AUFGABE 1: Zähle alle Leistungen auf, die das Unternehmen laut dem Auszug heute anbietet.

AUSZUG:
++++++

Lercher ist seit Anfang des Jahres Geschäftsführer der Leykam Medien AG, davor war er im Aufsichtsrat.

Als Leistungen bietet das Unternehmen heute Campaigning, Digital Strategy, Change Management, Events, Personal Branding und Data-Management an.

20.000 Euro soll die SPÖ monatlich an Leykam für Leistungen bezahlen, was im Bundesvorstand am vergangenen Freitag thematisiert wurde. Denn die Partei muss nach der Wahlniederlage sparen und ihre Kosten um rund zwei Millionen Euro senken.

Da kommen alle externen Verträge auf den Prüfstand, Leistungen werden evaluiert und Kündigungsmöglichkeiten erwogen. Lercher ortet eine Intrige gegen ihn und erhob schwere Vorwürfe gegen die Parteiführung. Er verwies auf eine Schweigeklausel. Welche Leistungen vertraglich vereinbart wurden, dürfe er nicht sagen.

++++++

AUFLISTUNG:

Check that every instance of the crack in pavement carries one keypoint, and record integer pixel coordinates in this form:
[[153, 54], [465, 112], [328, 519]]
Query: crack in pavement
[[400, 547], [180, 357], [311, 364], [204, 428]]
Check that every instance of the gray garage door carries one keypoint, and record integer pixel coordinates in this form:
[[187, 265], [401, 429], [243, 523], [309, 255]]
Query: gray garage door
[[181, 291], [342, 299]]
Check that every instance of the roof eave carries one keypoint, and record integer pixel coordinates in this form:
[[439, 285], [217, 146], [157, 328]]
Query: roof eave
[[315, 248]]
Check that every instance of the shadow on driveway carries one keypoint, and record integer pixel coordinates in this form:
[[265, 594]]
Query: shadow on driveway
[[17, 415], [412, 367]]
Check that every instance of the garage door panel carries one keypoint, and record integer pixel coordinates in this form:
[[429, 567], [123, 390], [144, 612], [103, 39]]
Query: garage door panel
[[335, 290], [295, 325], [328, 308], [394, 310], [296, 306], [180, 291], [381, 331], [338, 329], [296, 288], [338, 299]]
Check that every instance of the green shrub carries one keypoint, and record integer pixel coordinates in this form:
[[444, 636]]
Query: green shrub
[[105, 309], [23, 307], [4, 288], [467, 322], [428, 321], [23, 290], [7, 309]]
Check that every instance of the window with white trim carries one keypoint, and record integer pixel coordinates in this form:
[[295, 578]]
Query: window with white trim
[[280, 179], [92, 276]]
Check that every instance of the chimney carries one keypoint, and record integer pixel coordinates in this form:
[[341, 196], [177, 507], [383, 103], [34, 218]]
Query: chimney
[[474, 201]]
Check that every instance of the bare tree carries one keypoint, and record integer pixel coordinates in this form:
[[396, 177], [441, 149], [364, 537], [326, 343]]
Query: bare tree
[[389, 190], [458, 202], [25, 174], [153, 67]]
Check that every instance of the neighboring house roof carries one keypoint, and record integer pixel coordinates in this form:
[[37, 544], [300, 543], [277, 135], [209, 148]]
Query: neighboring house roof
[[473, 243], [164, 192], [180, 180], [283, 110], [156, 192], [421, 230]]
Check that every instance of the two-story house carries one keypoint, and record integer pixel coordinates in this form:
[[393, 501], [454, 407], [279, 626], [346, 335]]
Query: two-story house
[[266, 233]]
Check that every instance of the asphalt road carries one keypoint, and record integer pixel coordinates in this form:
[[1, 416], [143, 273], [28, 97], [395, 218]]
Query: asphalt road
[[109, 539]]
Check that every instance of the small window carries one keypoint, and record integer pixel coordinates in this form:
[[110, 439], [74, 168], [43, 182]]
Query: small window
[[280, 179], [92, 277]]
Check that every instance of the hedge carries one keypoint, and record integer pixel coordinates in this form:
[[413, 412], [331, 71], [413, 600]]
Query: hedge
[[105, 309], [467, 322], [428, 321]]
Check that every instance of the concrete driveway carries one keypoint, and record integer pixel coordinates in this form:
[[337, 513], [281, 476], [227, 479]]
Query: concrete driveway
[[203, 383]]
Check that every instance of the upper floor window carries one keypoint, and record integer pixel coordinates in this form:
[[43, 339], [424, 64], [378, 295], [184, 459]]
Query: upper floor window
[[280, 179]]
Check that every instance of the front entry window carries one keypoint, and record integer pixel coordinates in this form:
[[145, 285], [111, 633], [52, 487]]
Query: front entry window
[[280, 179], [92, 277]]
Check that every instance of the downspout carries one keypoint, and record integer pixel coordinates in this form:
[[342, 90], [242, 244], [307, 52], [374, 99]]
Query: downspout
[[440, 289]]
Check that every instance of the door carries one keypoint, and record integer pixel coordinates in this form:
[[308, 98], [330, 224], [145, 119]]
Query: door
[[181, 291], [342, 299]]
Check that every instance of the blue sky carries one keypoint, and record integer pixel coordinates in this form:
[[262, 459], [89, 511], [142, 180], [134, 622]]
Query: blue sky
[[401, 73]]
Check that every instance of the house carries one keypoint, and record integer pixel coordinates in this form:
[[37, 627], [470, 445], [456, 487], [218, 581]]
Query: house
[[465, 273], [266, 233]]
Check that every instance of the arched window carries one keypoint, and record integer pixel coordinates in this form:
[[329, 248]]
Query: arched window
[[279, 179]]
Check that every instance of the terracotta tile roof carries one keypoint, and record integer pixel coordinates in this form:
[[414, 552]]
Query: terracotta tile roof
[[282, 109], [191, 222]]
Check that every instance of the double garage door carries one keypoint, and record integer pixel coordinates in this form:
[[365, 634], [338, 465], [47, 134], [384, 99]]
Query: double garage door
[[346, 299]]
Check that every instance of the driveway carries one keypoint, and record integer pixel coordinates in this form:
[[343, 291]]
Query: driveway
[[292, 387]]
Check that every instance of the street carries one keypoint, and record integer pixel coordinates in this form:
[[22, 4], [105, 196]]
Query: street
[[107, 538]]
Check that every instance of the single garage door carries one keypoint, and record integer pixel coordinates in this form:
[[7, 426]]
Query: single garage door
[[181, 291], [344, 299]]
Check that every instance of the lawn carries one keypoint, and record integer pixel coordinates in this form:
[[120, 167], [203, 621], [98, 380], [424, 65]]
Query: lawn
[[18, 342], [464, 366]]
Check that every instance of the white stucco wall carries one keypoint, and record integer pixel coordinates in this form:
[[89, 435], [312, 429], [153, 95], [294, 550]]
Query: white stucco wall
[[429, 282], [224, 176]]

++++++

AUFGABE 2: Schreibe aus der Auflistung den Abschnitt Zeile für Zeile ab, der mit der Zeile beginnt, die „Check that every instance of the bare“ enthält, und mit der Zeile endet, die „[[105, 309], [467, 322], [428, 321]]“ enthält, beide Zeilen eingeschlossen.

ERWARTETE AUSGABE 1: Campaigning, Digital Strategy, Change Management, Events, Personal Branding, Data-Management

ERWARTETE AUSGABE 2:
Check that every instance of the bare tree carries one keypoint, and record integer pixel coordinates in this form:
[[396, 177], [441, 149], [364, 537], [326, 343]]
Query: bare tree
[[389, 190], [458, 202], [25, 174], [153, 67]]
Check that every instance of the neighboring house roof carries one keypoint, and record integer pixel coordinates in this form:
[[37, 544], [300, 543], [277, 135], [209, 148]]
Query: neighboring house roof
[[473, 243], [164, 192], [180, 180], [283, 110], [156, 192], [421, 230]]
Check that every instance of the two-story house carries one keypoint, and record integer pixel coordinates in this form:
[[393, 501], [454, 407], [279, 626], [346, 335]]
Query: two-story house
[[266, 233]]
Check that every instance of the asphalt road carries one keypoint, and record integer pixel coordinates in this form:
[[1, 416], [143, 273], [28, 97], [395, 218]]
Query: asphalt road
[[109, 539]]
Check that every instance of the small window carries one keypoint, and record integer pixel coordinates in this form:
[[110, 439], [74, 168], [43, 182]]
Query: small window
[[280, 179], [92, 277]]
Check that every instance of the hedge carries one keypoint, and record integer pixel coordinates in this form:
[[413, 412], [331, 71], [413, 600]]
Query: hedge
[[105, 309], [467, 322], [428, 321]]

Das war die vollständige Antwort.